SOURCE EXTRACT
^^^^^^^^^^^^^^^^

Prudential Financial experts anticipate Social Security’s funding shortfall will likely result in program changes over time, such as reducing cost-of-living adjustments, raising the full retirement age beyond 67 or cutting benefits.
“Some of those changes, if made by Congress, would likely be phased in over time in an effort to minimize harm to those closest to retirement,” Fishbein explains. “However, if Congress does not act, then estimated Social Security benefits could be cut by more than 20% when reserves run dry.”
Jill Perlin, vice president of advanced markets and sales training at Prudential, warns that, with these figures, Social Security’s financial woes have become much more imminent.
“That means it’s time to take stock of sources for income in retirement, preferably with a financial professional,” Perlin says. “You need to know what you need, when you need it and how much of it you want to guarantee.”
Offering a sneak peek at some soon-to-be released survey data, Perlin and Fishbein suggest 61% of current retirees say they couldn’t stay retired without Social Security. Younger Americans, on the other hand, say they know most of their income will come from other sources, the pair explains, with more than half (58% of Gen Xers) expecting to take on full- or part-time work beyond the traditional retirement age to supplement their savings.

^^^^^^^^^^^^^^^^

PROVIDED DATA

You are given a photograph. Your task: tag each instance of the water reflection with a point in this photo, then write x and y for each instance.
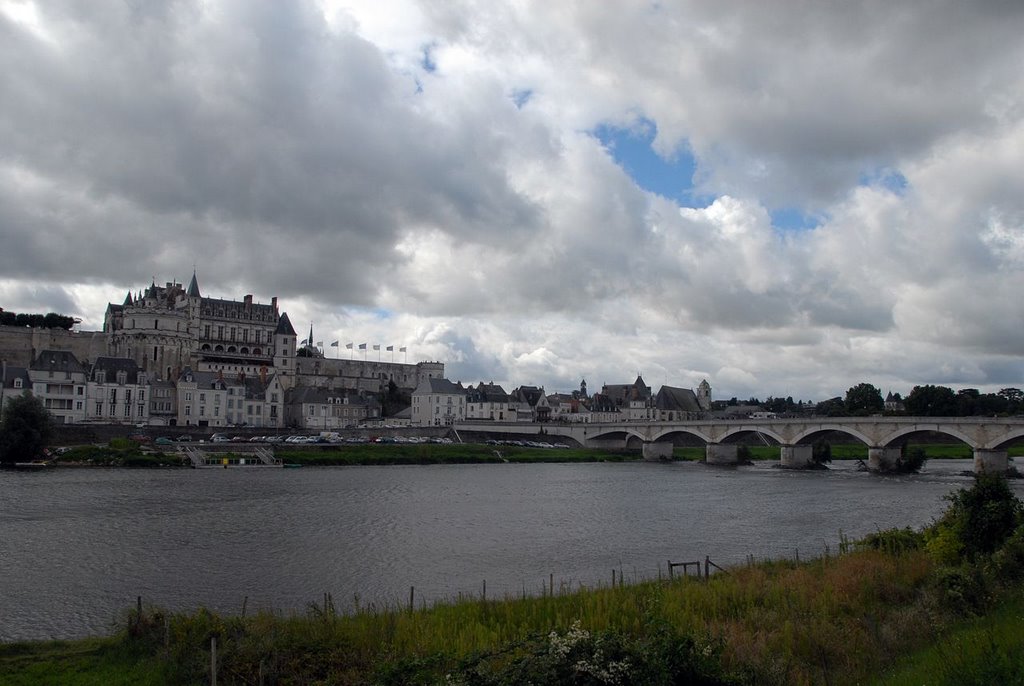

^^^^^^^^^^^^^^^^

WHAT THE TASK ASKS
In the passage on Social Security, by how much could estimated benefits be cut when reserves run dry if Congress does not act? Work only from the passage on Social Security.

RESULT OF THIS EXERCISE
By more than 20%.